=== GIVEN PROBLEM ===
Transcribe the part of the forum thread on an EEA family permit for a sister-in-law starting at "# EEA family" and ending at "student or worker.".

=== TEXT EXTRACT ===
* Start *

# EEA family permit for sister in law



## ttsami (Aug 11, 2014)

Hello all,
Can someone please help me with the evidences I need to submit to apply for EEA family permit for my sister in(I'm an Irish national). I am currently on maternity leave and im thinking of going back to university. Please tell me the evidences that will be required if im to become a student or worker.


----------



## modzy78 (Jan 15, 2010)

Why are YOU applying to sponsor your sister-in-law? Why isn't your sibling (her spouse) doing this? I can almost guarantee you have next to no chance of success. The UK tends not to approve visas for dependents who are not spouses or children. If you can give us your reason for applying, maybe someone can give you advice.


----------



## ttsami (Aug 11, 2014)

modzy78 said:


> Why are YOU applying to sponsor your sister-in-law? Why isn't your sibling (her spouse) doing this? I can almost guarantee you have next to no chance of success. The UK tends not to approve visas for dependents who are not spouses or children. If you can give us your reason for applying, maybe someone can give you advice.


I am the eea national my husband is a non-eea national. That is why I am the sponsor she is depending on myself and my husband.


----------



## modzy78 (Jan 15, 2010)

ttsami said:


> I am the eea national my husband is a non-eea national. That is why I am the sponsor she is depending on myself and my husband.

* End *

=== Records from a data collection ===
* Start *

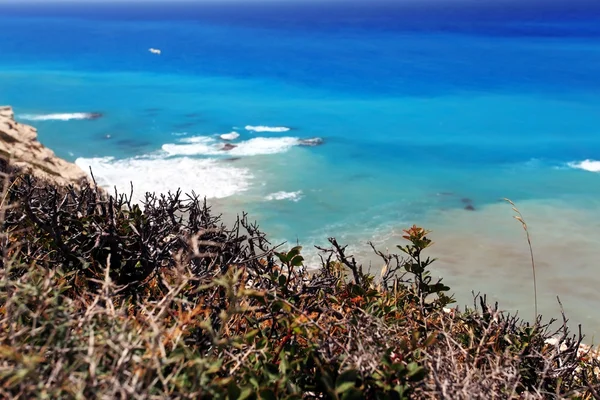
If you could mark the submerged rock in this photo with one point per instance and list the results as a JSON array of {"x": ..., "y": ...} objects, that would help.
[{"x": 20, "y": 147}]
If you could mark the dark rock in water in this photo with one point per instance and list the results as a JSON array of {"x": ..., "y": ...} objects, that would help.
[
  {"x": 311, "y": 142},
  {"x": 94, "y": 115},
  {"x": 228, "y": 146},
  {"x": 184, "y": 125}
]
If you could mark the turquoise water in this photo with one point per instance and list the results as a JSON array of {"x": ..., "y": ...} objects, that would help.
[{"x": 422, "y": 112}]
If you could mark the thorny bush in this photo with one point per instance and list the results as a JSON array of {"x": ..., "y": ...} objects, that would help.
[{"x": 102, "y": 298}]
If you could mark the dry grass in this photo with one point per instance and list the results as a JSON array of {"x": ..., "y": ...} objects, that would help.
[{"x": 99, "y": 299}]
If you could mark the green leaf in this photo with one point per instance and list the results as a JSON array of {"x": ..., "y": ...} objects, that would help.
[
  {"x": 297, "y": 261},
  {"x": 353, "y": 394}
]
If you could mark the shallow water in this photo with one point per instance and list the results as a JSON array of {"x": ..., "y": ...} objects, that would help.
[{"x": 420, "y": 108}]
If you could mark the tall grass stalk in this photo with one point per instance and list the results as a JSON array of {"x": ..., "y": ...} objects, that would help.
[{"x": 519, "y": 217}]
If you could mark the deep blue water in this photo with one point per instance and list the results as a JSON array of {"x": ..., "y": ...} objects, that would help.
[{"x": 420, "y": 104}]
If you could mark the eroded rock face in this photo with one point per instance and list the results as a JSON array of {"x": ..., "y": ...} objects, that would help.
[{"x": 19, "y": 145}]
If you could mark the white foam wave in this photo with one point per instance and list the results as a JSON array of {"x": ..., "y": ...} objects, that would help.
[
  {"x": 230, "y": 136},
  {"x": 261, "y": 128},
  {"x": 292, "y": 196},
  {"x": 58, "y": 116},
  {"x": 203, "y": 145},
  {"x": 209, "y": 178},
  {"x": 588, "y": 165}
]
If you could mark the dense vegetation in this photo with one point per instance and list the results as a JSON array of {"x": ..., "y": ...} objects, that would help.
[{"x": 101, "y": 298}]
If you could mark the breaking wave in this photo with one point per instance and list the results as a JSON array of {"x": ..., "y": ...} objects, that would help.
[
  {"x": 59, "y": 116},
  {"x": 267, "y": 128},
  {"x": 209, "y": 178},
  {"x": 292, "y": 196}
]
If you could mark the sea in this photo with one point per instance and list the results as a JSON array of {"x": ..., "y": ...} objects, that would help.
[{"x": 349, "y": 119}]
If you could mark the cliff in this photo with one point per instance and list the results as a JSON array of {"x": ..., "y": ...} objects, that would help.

* End *

=== EXERCISE RESPONSE ===
# EEA family permit for sister in law



## ttsami (Aug 11, 2014)

Hello all,
Can someone please help me with the evidences I need to submit to apply for EEA family permit for my sister in(I'm an Irish national). I am currently on maternity leave and im thinking of going back to university. Please tell me the evidences that will be required if im to become a student or worker.